EXCERPTED PASSAGE:
Domain-enhanced analysis of microarray data using GO annotations - PubMed (original) (raw)
Motivation: New biological systems technologies give scientists the ability to measure thousands of bio-molecules including genes, proteins, lipids and metabolites. We use domain knowledge, e.g. the Gene Ontology, to guide analysis of such data. By focusing on domain-aggregated results at, say the molecular function level, increased interpretability is available to biological scientists beyond what is possible if results are presented at the gene level.
Results: We use a 'top-down' approach to perform domain aggregation by first combining gene expressions before testing for differentially expressed patterns. This is in contrast to the more standard 'bottom-up' approach, where genes are first tested individually then aggregated by domain knowledge. The benefits are greater sensitivity for detecting signals. Our method, domain-enhanced analysis (DEA) is assessed and compared to other methods using simulation studies and analysis of two publicly available leukemia data sets.
Availability: Our DEA method uses functions available in R (http://www.r-project.org/) and SAS (http://www.sas.com/). The two experimental data sets used in our analysis are available in R as Bioconductor packages, 'ALL' and 'golubEsets' (http://www.bioconductor.org/).
Supplementary information: Supplementary data are available at Bioinformatics online.

(Region pointing data)

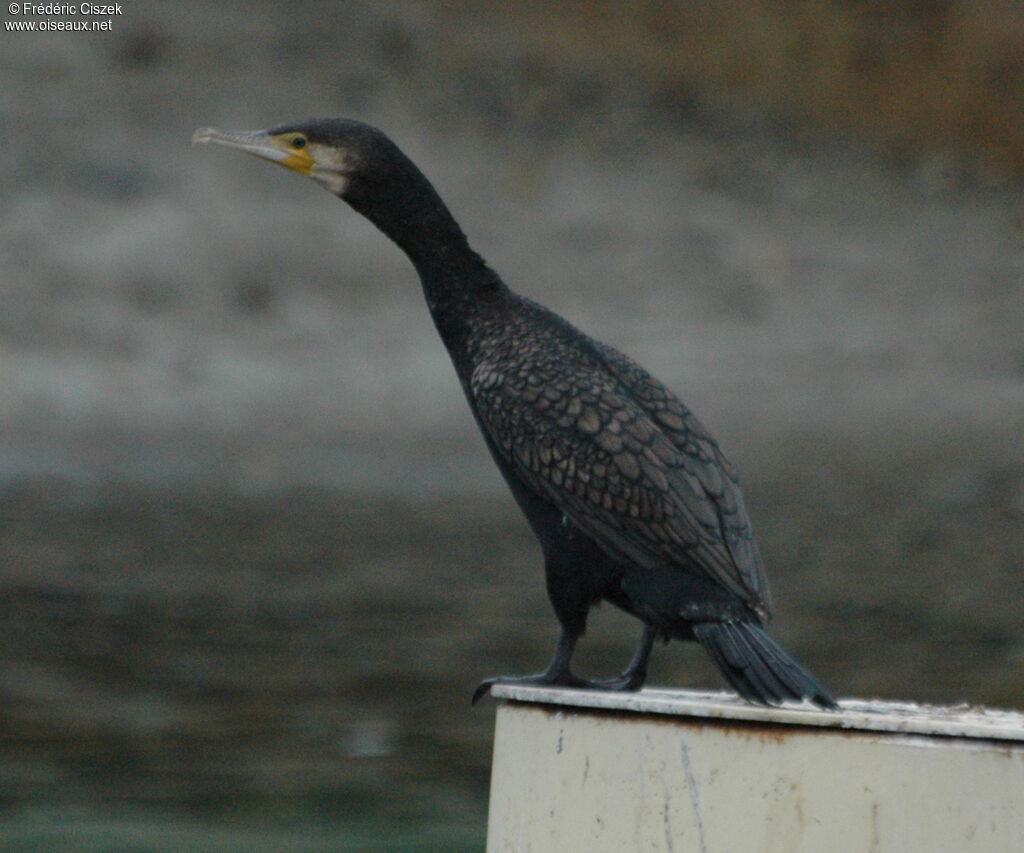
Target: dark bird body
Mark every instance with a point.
(632, 500)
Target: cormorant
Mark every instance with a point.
(631, 498)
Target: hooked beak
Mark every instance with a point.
(259, 143)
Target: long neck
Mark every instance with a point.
(407, 208)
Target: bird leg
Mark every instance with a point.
(633, 677)
(559, 675)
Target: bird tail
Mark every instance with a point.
(760, 670)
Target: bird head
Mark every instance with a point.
(329, 151)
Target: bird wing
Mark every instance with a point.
(641, 477)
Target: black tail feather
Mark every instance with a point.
(757, 667)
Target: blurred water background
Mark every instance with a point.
(253, 555)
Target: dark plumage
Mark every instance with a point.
(631, 499)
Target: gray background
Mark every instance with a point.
(254, 556)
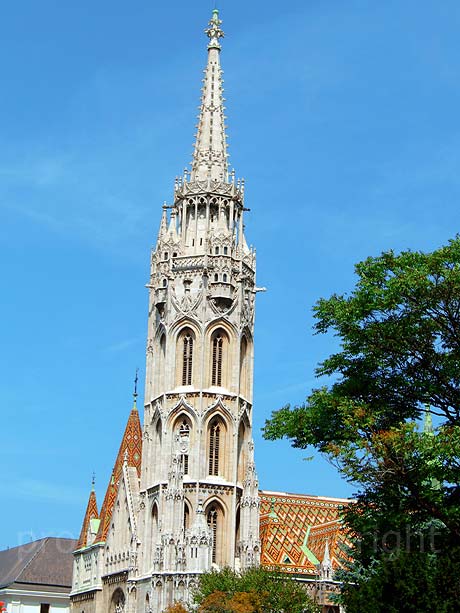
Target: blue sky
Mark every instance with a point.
(343, 119)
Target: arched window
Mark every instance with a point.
(184, 357)
(215, 520)
(241, 457)
(187, 358)
(184, 443)
(215, 434)
(161, 366)
(217, 358)
(117, 604)
(186, 517)
(212, 523)
(244, 362)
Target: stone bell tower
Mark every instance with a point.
(199, 504)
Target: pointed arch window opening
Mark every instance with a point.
(217, 358)
(212, 523)
(214, 448)
(187, 359)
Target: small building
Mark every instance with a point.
(37, 577)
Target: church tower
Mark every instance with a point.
(199, 492)
(183, 496)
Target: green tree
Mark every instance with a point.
(255, 590)
(398, 365)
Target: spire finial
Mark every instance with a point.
(214, 31)
(428, 421)
(135, 394)
(210, 157)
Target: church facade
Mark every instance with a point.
(184, 496)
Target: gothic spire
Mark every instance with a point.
(90, 521)
(131, 450)
(210, 155)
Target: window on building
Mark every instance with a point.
(184, 440)
(212, 523)
(217, 359)
(187, 357)
(214, 446)
(186, 516)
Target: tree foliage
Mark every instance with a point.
(255, 590)
(398, 365)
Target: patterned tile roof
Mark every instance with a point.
(91, 513)
(131, 448)
(294, 530)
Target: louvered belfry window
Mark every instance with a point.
(187, 359)
(214, 448)
(217, 356)
(212, 523)
(184, 433)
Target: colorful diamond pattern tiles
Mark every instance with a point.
(131, 447)
(294, 530)
(91, 514)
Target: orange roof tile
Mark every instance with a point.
(131, 445)
(91, 513)
(294, 529)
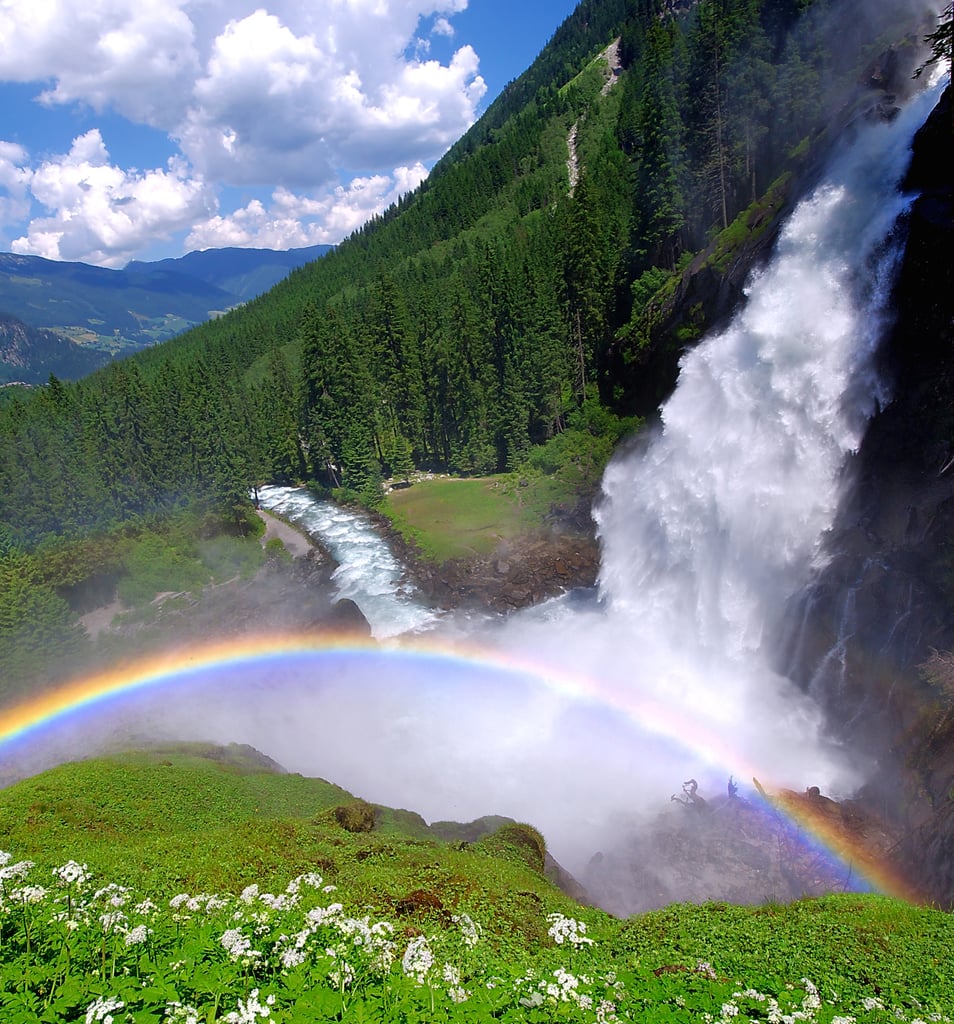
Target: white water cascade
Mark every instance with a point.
(711, 524)
(367, 571)
(584, 718)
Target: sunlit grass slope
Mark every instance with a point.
(453, 517)
(202, 885)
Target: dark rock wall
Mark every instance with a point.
(859, 634)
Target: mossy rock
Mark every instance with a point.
(519, 841)
(354, 816)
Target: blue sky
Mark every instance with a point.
(137, 129)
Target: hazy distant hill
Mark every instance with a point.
(30, 355)
(121, 311)
(244, 272)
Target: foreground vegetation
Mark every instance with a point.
(322, 908)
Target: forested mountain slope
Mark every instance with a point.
(494, 309)
(468, 323)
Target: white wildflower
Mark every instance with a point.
(418, 960)
(72, 873)
(567, 930)
(100, 1011)
(319, 914)
(251, 1010)
(343, 974)
(237, 944)
(606, 1011)
(293, 956)
(29, 894)
(136, 936)
(113, 921)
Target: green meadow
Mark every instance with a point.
(462, 517)
(197, 885)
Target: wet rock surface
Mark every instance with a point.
(519, 573)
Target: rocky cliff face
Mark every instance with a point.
(30, 355)
(868, 625)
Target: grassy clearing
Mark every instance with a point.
(449, 517)
(322, 908)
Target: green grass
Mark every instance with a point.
(452, 517)
(413, 930)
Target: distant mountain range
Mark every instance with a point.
(97, 312)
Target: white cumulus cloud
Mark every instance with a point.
(319, 101)
(293, 220)
(99, 213)
(14, 182)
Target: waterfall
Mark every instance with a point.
(367, 572)
(709, 525)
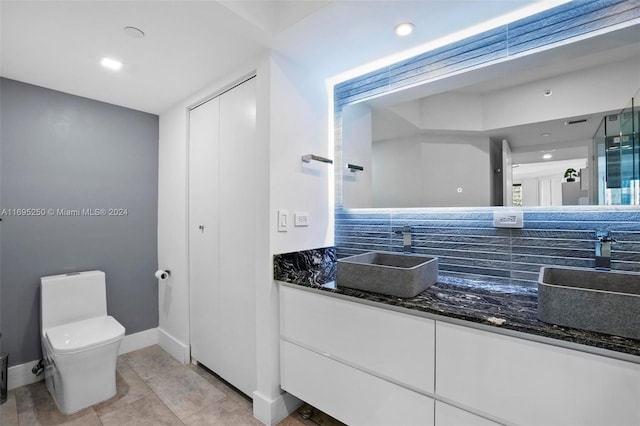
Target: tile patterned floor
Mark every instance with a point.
(153, 389)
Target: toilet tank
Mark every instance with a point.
(72, 297)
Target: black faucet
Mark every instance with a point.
(603, 249)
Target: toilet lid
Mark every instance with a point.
(86, 334)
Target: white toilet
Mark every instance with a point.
(80, 341)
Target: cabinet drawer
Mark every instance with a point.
(531, 383)
(395, 345)
(350, 395)
(448, 415)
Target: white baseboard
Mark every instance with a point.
(21, 375)
(174, 347)
(271, 412)
(139, 340)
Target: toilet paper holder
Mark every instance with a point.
(162, 274)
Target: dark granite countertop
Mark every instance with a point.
(498, 307)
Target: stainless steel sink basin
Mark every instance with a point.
(589, 299)
(393, 274)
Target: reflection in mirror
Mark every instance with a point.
(504, 141)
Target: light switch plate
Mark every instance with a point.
(283, 220)
(301, 218)
(508, 219)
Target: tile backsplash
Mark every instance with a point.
(469, 247)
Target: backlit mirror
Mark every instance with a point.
(554, 128)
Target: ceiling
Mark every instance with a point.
(190, 44)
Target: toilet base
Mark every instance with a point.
(80, 380)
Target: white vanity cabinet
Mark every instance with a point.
(367, 365)
(529, 383)
(361, 364)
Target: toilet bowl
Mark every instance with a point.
(80, 341)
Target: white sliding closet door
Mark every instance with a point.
(222, 267)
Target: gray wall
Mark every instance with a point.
(59, 151)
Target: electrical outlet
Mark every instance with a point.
(283, 220)
(301, 219)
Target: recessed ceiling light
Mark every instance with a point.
(133, 32)
(112, 64)
(404, 29)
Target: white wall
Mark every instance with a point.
(356, 149)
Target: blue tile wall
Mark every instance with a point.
(464, 239)
(469, 247)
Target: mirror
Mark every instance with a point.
(502, 135)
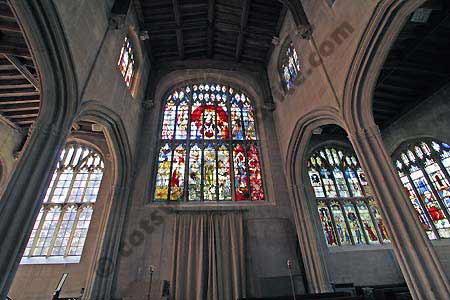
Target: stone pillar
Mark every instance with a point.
(101, 278)
(312, 254)
(21, 201)
(415, 254)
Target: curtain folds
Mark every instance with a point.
(209, 261)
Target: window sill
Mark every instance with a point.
(51, 260)
(359, 248)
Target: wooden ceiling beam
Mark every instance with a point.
(23, 70)
(243, 25)
(177, 14)
(20, 101)
(12, 27)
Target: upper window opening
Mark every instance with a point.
(348, 212)
(209, 147)
(424, 167)
(63, 221)
(127, 63)
(290, 66)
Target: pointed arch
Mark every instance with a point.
(100, 283)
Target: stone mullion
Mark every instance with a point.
(344, 213)
(435, 193)
(361, 224)
(38, 230)
(446, 175)
(422, 204)
(374, 221)
(415, 254)
(347, 223)
(59, 171)
(55, 233)
(327, 203)
(188, 150)
(73, 230)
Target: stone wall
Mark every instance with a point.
(429, 119)
(270, 234)
(10, 139)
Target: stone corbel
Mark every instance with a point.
(269, 106)
(148, 104)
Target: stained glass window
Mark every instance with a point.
(423, 167)
(209, 148)
(126, 62)
(290, 66)
(347, 210)
(63, 221)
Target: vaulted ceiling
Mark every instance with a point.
(19, 87)
(418, 63)
(225, 30)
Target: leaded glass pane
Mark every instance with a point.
(327, 224)
(290, 66)
(339, 182)
(215, 127)
(75, 181)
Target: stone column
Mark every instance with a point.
(312, 254)
(415, 254)
(21, 201)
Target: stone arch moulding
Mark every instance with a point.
(102, 274)
(253, 88)
(312, 253)
(415, 255)
(45, 37)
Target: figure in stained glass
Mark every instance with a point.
(341, 185)
(209, 148)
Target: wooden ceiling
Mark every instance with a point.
(225, 30)
(417, 66)
(19, 87)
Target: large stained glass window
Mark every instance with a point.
(63, 221)
(347, 209)
(290, 66)
(424, 167)
(209, 147)
(126, 62)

EXERCISES TO COMPLETE:
(a) In the microarray analysis abstract, list every kind of bio-molecule that the new technologies can measure.
(b) Translate this sentence from the microarray analysis abstract into Spanish: "This is in contrast to the more standard 'bottom-up' approach, where genes are first tested individually then aggregated by domain knowledge."

TASK SOLUTIONS:
(a) genes, proteins, lipids, metabolites

(b) Esto contrasta con el enfoque más estándar 'de abajo hacia arriba', en el que los genes primero se evalúan de forma individual y luego se agregan según el conocimiento del dominio.